<<<<
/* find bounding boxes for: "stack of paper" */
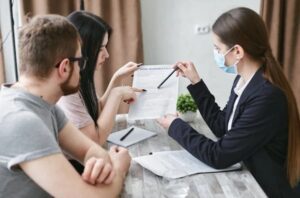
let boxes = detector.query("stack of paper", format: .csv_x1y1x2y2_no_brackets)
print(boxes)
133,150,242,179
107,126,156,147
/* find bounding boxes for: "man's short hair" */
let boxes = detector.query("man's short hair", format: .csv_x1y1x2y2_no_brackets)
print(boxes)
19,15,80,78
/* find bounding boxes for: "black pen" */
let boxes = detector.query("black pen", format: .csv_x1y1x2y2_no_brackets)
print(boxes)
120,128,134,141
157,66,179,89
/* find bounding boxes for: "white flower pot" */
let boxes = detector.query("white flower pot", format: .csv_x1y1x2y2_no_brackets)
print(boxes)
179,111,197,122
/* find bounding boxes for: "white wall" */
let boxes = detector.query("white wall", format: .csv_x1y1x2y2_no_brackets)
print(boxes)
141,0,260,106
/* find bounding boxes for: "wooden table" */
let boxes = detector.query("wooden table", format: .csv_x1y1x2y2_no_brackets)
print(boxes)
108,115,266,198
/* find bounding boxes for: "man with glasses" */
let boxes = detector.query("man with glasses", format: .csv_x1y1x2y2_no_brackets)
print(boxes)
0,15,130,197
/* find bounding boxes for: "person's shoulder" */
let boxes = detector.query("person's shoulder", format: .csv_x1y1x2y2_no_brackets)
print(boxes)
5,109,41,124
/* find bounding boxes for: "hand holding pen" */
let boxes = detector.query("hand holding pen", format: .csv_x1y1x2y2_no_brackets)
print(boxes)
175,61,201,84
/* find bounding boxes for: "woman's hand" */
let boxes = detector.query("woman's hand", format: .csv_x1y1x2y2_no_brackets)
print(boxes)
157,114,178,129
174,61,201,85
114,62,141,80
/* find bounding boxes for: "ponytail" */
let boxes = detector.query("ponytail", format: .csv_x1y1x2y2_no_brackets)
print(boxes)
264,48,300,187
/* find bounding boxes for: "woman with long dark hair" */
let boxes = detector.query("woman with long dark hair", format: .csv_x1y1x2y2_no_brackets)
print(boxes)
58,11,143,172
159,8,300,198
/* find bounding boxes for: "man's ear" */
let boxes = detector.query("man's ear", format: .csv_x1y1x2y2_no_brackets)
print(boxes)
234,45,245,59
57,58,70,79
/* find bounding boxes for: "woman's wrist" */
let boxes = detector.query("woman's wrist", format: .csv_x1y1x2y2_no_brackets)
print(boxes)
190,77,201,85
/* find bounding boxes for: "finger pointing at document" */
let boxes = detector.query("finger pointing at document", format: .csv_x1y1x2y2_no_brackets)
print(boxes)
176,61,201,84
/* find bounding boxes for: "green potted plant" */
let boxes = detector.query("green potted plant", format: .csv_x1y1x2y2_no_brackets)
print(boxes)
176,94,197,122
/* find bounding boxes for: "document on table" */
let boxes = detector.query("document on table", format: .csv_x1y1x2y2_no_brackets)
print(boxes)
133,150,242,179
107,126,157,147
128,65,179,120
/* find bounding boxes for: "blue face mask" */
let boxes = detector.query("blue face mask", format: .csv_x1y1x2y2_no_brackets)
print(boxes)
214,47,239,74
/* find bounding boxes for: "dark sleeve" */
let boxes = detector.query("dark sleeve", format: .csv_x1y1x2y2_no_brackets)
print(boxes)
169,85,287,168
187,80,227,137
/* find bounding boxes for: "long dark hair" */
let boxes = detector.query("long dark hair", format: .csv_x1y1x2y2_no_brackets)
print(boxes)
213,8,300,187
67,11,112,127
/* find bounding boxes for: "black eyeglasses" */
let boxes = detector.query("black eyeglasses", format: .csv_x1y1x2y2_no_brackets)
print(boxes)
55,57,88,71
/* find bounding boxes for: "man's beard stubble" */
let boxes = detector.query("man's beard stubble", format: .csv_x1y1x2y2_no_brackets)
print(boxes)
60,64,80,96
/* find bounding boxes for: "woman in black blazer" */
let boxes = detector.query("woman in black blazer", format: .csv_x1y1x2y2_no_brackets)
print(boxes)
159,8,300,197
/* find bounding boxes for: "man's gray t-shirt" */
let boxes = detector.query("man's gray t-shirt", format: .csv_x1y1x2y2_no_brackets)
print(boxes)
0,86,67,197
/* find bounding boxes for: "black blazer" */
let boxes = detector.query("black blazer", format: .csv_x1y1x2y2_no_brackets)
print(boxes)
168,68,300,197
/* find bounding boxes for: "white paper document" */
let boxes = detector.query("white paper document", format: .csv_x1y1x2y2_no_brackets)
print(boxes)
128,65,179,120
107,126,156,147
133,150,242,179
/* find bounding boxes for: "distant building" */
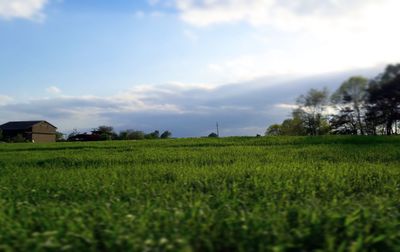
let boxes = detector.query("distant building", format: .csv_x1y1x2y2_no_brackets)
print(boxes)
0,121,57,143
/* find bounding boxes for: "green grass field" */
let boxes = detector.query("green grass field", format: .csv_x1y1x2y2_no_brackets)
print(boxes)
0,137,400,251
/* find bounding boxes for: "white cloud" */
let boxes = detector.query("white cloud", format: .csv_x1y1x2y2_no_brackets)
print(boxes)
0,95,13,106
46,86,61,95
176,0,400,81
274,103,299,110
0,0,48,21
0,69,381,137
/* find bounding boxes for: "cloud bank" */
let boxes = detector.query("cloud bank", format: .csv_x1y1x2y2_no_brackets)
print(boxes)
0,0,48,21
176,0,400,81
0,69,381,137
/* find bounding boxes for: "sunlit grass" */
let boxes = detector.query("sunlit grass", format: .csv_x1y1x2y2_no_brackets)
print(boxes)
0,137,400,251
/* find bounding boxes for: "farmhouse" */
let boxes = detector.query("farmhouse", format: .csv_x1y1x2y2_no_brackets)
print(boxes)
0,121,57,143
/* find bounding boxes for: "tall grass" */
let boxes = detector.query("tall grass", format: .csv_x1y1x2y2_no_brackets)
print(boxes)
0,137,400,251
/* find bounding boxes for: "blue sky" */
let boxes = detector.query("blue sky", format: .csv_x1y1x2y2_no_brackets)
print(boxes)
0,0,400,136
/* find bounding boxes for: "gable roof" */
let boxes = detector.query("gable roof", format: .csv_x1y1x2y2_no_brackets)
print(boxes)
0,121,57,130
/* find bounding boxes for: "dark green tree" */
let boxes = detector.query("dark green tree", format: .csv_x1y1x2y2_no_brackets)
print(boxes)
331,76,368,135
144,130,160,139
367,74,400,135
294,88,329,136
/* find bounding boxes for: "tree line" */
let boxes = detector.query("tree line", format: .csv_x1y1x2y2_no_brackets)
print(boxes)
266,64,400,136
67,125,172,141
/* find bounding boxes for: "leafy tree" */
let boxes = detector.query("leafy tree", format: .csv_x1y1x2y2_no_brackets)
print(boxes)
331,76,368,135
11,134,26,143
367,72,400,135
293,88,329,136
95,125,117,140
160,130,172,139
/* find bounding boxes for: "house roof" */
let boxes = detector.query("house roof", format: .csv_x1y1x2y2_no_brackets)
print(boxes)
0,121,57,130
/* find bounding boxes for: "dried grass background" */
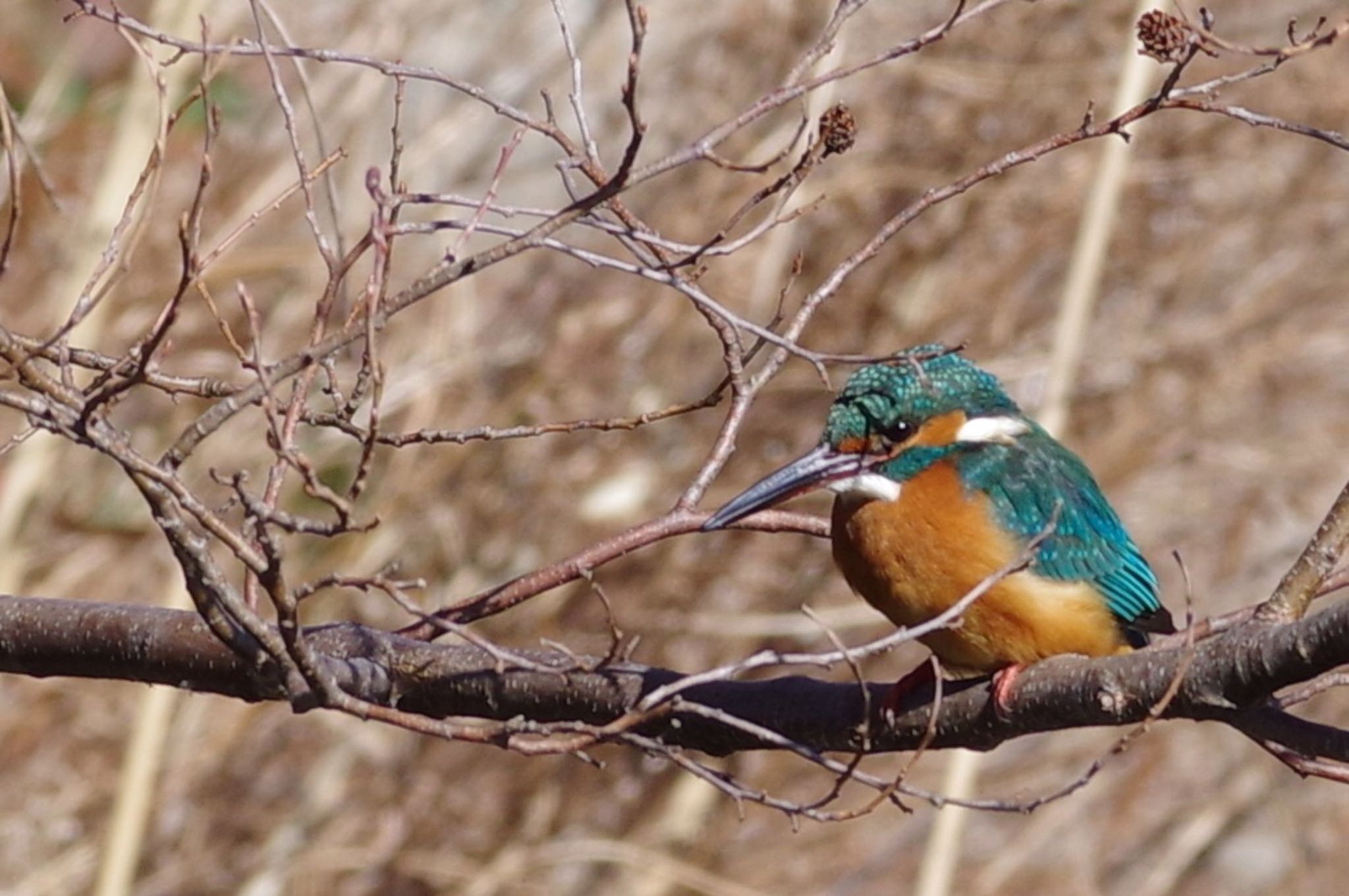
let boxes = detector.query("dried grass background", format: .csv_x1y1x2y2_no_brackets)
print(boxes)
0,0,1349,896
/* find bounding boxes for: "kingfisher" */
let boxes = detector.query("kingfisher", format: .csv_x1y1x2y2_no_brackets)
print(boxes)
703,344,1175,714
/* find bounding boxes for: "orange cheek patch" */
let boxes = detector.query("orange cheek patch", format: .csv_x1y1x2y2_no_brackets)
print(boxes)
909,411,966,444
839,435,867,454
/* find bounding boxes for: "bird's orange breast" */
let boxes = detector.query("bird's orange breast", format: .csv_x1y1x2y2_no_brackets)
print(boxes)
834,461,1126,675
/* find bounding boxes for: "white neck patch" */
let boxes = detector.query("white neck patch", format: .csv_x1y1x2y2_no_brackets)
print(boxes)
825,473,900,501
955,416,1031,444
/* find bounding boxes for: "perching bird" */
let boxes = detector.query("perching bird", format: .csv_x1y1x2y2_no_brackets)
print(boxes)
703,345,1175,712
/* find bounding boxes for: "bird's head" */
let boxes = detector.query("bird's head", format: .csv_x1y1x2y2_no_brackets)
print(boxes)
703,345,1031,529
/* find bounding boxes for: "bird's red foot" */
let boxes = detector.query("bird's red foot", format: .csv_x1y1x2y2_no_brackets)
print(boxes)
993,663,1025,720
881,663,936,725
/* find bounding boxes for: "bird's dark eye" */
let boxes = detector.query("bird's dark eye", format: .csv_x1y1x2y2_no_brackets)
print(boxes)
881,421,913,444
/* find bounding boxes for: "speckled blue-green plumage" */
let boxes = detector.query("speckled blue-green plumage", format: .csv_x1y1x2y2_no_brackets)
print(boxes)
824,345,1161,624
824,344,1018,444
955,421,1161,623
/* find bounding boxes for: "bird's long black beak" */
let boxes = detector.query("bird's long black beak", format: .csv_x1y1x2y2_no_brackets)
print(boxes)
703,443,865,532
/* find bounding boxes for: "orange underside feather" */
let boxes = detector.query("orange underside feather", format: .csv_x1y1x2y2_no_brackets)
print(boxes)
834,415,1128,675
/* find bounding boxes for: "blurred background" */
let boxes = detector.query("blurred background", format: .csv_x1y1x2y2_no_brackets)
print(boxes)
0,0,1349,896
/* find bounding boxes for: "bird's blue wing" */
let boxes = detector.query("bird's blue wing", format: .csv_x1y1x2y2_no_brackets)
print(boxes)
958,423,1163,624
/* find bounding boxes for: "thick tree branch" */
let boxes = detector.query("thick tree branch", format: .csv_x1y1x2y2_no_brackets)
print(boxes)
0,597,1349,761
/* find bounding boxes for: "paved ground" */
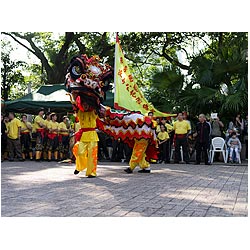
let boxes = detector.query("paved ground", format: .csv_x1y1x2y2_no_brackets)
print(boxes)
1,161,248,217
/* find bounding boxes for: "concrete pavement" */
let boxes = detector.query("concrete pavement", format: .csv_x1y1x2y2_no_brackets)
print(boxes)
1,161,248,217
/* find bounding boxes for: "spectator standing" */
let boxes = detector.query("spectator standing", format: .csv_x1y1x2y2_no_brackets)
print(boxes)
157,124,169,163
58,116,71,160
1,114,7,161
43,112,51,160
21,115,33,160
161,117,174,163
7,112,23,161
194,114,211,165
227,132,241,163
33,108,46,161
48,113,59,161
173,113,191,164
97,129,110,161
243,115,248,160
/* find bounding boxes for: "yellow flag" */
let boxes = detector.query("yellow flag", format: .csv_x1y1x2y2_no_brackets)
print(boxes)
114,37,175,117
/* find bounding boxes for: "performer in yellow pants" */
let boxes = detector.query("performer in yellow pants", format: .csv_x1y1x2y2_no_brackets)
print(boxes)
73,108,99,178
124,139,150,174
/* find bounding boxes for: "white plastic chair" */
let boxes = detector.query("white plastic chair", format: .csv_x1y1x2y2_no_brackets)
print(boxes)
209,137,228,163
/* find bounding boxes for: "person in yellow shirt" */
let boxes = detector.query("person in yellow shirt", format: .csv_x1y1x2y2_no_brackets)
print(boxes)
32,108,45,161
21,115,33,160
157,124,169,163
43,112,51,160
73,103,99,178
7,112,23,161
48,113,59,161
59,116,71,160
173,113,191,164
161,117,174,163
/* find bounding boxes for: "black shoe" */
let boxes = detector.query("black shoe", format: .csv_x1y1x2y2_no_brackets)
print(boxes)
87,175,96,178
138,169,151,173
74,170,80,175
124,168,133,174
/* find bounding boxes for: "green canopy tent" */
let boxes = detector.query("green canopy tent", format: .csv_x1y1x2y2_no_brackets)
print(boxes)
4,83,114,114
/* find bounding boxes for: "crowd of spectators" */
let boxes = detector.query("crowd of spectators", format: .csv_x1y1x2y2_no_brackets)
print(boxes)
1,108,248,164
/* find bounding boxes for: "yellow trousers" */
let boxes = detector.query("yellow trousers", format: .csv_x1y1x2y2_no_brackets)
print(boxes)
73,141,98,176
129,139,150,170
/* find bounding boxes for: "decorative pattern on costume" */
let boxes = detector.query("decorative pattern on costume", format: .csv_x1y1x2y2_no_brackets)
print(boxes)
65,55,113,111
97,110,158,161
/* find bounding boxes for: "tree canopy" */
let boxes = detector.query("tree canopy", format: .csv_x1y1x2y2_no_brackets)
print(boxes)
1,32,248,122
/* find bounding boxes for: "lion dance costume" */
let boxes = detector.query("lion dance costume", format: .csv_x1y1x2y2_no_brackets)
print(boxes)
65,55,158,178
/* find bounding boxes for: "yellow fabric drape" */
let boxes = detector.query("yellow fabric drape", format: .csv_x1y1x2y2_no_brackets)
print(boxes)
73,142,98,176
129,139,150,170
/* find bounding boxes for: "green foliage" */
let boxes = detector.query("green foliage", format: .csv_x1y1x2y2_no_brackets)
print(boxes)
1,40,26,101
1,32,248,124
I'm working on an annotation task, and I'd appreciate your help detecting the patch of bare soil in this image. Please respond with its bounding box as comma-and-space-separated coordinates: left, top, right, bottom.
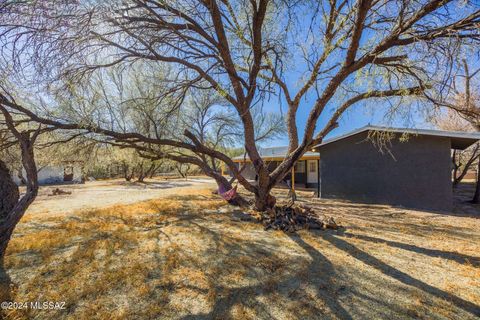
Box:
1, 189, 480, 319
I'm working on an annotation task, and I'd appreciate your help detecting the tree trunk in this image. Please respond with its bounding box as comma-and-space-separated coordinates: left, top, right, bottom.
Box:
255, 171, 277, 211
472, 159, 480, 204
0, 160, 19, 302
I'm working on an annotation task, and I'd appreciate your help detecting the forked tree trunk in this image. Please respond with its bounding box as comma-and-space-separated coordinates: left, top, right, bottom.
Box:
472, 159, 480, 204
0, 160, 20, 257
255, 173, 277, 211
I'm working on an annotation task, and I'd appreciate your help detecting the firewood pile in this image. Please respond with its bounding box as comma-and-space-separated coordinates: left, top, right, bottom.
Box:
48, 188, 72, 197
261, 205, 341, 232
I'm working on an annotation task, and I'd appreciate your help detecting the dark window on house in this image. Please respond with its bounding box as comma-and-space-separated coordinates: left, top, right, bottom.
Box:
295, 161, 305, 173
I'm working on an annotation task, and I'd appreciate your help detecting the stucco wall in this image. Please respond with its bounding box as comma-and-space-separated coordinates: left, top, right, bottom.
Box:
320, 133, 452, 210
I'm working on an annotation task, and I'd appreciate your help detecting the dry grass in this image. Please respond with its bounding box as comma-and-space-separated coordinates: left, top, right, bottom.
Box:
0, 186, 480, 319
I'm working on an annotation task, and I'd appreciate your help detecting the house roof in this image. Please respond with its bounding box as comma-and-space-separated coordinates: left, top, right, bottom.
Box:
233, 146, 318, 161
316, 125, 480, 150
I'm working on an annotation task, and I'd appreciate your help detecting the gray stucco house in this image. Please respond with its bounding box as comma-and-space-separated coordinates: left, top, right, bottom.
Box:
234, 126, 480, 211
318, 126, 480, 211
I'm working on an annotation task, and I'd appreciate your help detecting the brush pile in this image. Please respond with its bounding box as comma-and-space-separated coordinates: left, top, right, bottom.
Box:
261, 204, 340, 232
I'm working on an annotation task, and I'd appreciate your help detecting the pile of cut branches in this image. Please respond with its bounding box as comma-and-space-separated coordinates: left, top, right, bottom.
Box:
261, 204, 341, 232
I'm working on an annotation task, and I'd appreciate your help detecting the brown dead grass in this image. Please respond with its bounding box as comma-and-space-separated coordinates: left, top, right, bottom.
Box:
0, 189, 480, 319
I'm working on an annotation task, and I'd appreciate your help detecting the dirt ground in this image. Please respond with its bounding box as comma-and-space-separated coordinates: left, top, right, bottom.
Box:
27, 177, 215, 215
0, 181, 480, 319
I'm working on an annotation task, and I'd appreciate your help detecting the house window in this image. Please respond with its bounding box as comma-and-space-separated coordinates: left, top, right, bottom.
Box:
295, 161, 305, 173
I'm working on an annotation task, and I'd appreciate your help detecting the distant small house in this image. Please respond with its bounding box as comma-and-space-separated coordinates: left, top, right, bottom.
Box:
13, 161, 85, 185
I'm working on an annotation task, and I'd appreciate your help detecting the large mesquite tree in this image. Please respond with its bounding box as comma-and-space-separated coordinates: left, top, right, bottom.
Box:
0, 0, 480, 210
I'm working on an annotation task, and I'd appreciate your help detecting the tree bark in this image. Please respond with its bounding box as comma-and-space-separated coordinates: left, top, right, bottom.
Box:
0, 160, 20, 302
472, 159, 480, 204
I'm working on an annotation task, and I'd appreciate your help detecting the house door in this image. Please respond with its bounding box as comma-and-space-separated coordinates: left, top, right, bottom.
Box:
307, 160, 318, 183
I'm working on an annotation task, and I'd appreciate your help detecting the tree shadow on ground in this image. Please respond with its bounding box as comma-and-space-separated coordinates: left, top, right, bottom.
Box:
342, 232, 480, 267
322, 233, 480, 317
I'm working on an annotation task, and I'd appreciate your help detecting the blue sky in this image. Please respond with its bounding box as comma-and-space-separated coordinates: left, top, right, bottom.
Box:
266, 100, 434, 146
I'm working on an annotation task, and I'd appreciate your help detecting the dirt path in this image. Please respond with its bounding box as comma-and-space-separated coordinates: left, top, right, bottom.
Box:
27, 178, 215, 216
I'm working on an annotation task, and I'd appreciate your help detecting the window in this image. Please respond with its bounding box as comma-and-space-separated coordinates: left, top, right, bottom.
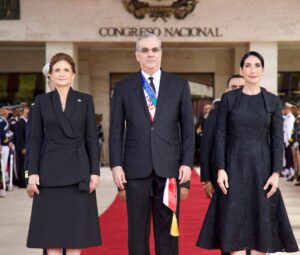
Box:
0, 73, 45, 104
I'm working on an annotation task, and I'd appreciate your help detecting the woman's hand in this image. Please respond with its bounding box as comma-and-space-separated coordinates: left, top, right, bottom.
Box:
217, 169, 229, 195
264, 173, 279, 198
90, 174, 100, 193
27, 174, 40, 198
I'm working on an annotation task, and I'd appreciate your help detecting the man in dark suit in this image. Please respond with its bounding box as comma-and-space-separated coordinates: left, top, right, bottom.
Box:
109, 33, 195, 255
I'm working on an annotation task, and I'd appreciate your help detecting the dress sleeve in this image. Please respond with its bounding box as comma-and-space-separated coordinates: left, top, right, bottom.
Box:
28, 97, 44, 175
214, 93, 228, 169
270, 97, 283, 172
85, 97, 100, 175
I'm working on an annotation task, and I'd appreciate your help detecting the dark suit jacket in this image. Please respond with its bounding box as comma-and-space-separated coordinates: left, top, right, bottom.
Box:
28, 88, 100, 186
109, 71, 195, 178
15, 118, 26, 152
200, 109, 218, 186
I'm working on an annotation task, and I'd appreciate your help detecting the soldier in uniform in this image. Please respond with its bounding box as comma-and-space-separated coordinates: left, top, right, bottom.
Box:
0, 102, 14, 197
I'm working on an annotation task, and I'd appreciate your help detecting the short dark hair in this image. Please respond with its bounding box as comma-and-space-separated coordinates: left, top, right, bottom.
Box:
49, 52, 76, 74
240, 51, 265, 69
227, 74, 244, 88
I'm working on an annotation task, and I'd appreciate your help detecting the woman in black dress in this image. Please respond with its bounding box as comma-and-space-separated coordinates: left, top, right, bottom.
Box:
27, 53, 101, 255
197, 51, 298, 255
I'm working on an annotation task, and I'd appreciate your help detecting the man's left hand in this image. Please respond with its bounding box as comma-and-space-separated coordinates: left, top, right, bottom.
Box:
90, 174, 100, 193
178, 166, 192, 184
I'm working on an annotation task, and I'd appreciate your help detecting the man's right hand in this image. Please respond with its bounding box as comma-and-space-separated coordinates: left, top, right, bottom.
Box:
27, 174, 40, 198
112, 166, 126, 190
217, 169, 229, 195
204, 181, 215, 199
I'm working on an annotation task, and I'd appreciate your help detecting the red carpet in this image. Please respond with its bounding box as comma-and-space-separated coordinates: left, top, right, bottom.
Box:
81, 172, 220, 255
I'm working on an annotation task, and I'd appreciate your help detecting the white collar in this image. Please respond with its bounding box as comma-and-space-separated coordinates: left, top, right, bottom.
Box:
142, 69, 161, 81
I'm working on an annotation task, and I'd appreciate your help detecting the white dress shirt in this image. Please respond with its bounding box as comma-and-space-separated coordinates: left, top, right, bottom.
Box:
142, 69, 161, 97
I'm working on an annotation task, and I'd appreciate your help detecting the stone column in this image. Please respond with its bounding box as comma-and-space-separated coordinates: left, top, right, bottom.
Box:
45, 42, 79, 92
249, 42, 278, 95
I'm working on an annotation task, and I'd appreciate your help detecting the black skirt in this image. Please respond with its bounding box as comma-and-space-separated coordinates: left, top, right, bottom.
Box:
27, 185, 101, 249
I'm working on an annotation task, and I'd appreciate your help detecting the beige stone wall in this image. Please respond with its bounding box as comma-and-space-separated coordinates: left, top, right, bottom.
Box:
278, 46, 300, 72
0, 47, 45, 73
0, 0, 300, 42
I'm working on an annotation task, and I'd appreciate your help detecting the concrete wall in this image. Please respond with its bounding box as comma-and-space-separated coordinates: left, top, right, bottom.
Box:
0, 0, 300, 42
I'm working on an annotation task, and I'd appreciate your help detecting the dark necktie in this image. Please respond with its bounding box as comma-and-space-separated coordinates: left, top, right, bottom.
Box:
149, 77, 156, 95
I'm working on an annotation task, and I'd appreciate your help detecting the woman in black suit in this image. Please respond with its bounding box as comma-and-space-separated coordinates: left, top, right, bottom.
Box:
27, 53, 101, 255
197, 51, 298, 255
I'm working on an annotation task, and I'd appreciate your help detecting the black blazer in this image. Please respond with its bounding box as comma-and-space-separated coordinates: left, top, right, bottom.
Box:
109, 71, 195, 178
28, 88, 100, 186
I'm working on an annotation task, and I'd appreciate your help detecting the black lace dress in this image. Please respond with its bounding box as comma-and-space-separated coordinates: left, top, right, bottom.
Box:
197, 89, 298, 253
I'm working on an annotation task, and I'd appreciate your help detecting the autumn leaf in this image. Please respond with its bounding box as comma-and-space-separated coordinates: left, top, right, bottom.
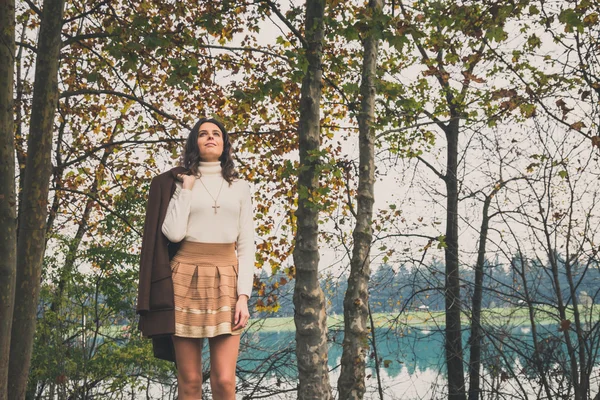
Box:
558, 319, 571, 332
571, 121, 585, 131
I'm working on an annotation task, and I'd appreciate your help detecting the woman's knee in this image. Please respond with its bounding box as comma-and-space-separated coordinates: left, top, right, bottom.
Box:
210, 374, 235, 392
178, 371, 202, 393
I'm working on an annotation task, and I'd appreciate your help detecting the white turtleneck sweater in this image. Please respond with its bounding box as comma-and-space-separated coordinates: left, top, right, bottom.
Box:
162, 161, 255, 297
>>>>
__Set exercise__.
From the entries above, pick out every line containing the word "gable" and copy those lines without changes.

__Response to the task__.
/* find bounding boxes for: "gable roof" */
let boxes = detector.query("gable roof", format: .csv_x1y1x2y2_no_brackets)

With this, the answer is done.